### Material for this exercise

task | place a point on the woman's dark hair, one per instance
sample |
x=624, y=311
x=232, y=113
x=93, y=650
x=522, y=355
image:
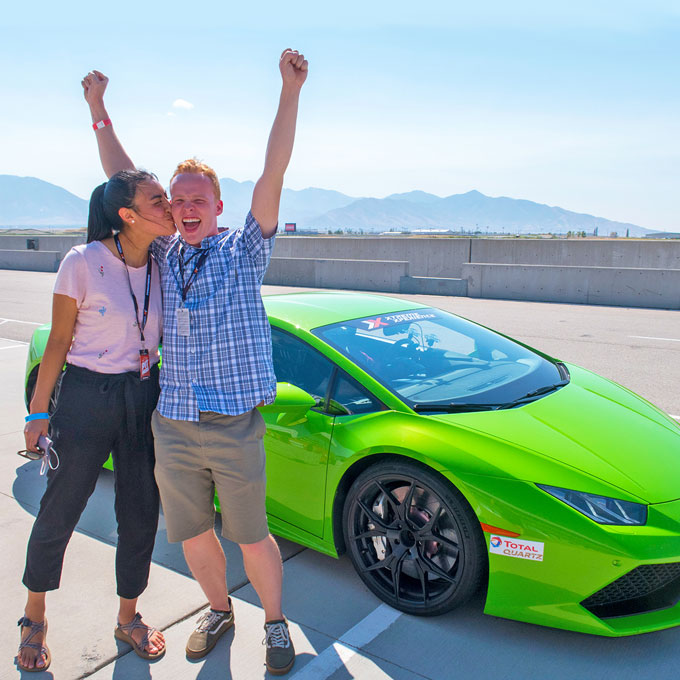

######

(What you will do):
Arrange the lines of the entries above as a numbered list, omitting any blank lines and leaving out the pictures.

(Task answer):
1. task | place a point on the woman's dark hair, one per instance
2. sample |
3. x=624, y=311
4. x=232, y=113
5. x=93, y=650
6. x=522, y=355
7. image:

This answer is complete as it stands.